Why do we seek discernment in culture? Because we love God and love our neighbor. And nothing tells us more about ourselves than what we love. This means that ever person on the planet is our neighbor and thus we need to be concerned about every culture. Everyone person we wish to take the gospel to is immersed in a culture.

One of the earliest Christians said that for us no place is home and all places are home. Our ultimate citizenship is in heaven. When we think about culture we need to do an exercise in systematic theology and we have to ask how we know anything. Fundamentally our epistemology is from the heavenly city, not the earthly one.

God established culture in variety and revels in this. God established different nations, different cultural units. In Revelation we are told that in heaven there will be men and women of every tongue, tribe and nation praising God in all of the languages of earth. God revels in the fact that he made people to be different. Systematic theology reminds us that God is even now ruling over all creatures and all cultures. And then we come to sin and affirm that every culture is fallen and every culture is marked with human pride. God has forbidden cultures from exercising the ultimate human pride that led to them being scattered at Babel. We see that every culture becomes a force of seduction.

Jesus was within a culture. He spoke a language, wore the clothes of that culture, and so on. But he was never bound by this system. We do not worship Jesus by trying to dress as He dressed or by trying to speak the language He spoke, but by following Him in obedience in this culture. The gospel is now address to all people in all cultures and people can now remain in just about any culture and remain agents of the gospel in that place. We are not saved from culture but are saved from sin. We are left in the world to be agents of the love of God and to take the message to this culture. We are to engage it in such a way that we know where to go and where not to go, how to speak and how not to speak. The church becomes the presence of the eternal culture, becoming in every culture a counterculture. It is a counterculture that has absolute heart symmetry with where Christians are found in any other culture. This is where, in a fallen world, you’ll receive just a hint of the culture that is coming when the Lord returns. The difference is not in what we where or how we drive, but in what we say and in how we live. We’re not Lone Rangers.

__Provided material__:
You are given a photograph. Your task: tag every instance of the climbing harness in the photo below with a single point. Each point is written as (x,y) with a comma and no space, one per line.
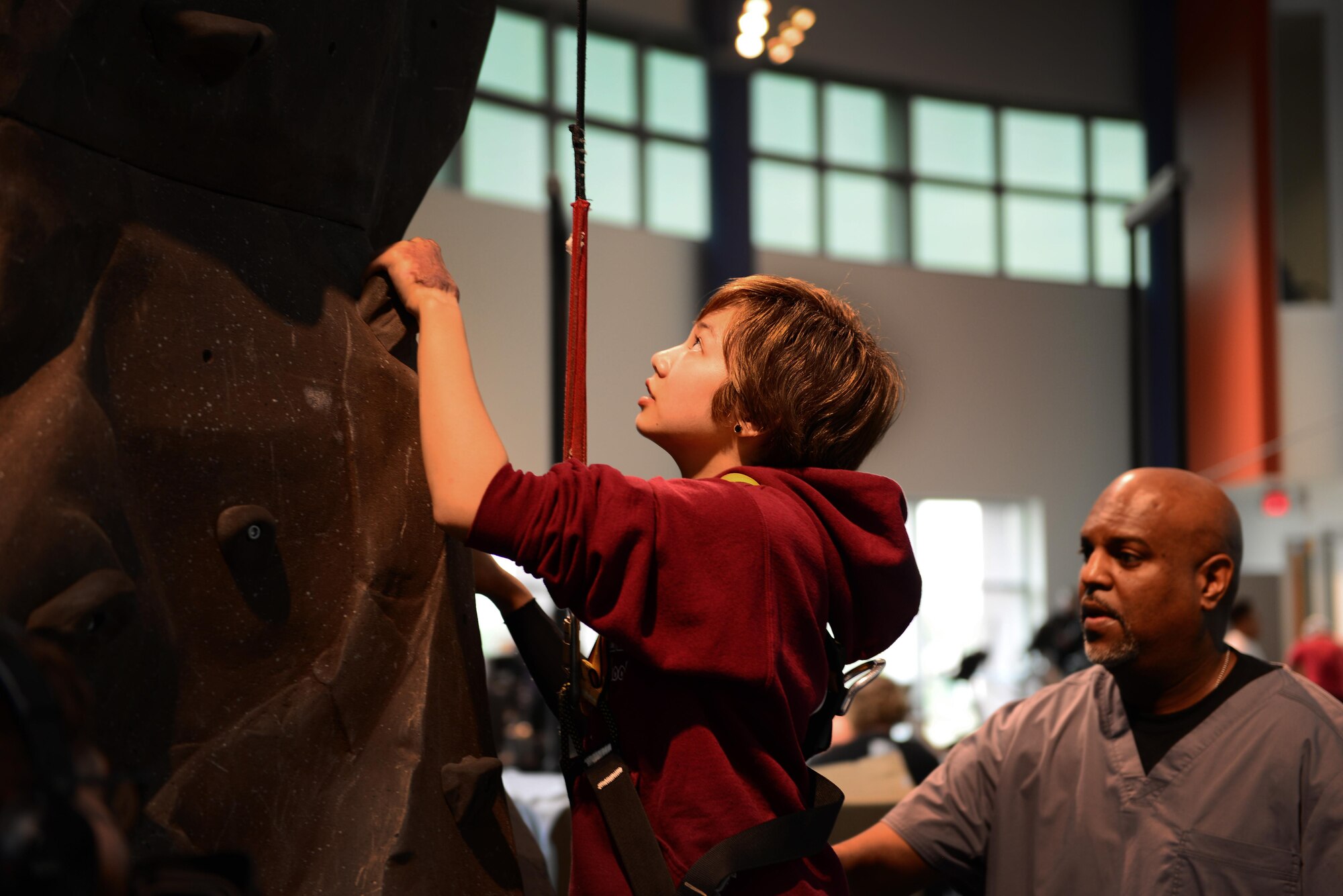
(582,705)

__Task A__: Decide whether each statement agrees with the passage on culture and the gospel, and answer yes or no, quoting the words of the passage that settle it. (i) Every culture is fallen. (ii) We worship Jesus by speaking the language He spoke. (iii) We are saved from culture.
__Task B__: Resume the passage on culture and the gospel after its final sentence.

__Result A__:
(i) Yes: "every culture is fallen and every culture is marked with human pride"
(ii) No: "We do not worship Jesus by trying to dress as He dressed or by trying to speak the language He spoke, but by following Him in obedience in this culture."
(iii) No: "We are not saved from culture but are saved from sin."

__Result B__:
We need to look to eschatology and see that this culture will end. No one will look at what we did in heaven. There will be no artistic display of what we’ve done. Rather, we’ll give ourselves eternally to the worship of God and what He has done. God will bring all things to absolute congruence to His purposes.

And now we think about our culture, this 24 x 7, sexually deluded, sexually obsessed culture. Our presuppositions about everything are formed by this culture so we desperately need the church to ask how we’re supposed to raise our children, what we should understand about marriage and so on. We live in a time of tremendous trial and it is unprecedented for us to have access to culture 24 x 7.

Discernment means seeing that we are fish swimming in a dirty, dangerous sea. We are to engage the culture for God’s glory and to engage the culture for gospel witness. We must do things for the glory of God, whether we create art or buildings or anything else. Anywhere you go and anything you do, you won’t jump out of the culture. Wherever you are, you must be deeply involved in a church that tries to help you show the glory of God in every dimension of life. Even though culture is everywhere, Christians must have discernment to step back from it. By the Word of God we have the speaking God telling us what we need to know. We need detox from time-to-time. That’s what this conference is all about; it’s what the Lord’s Day is all about. We come in with all the toxins and poisons and in the midst of God’s people, confronted by His Word, the toxicity becomes clear and, as the Holy Spirit applies the Word to our lives, we are sanctified. Until Jesus comes we are to be discerning Christians in the midst of this culture.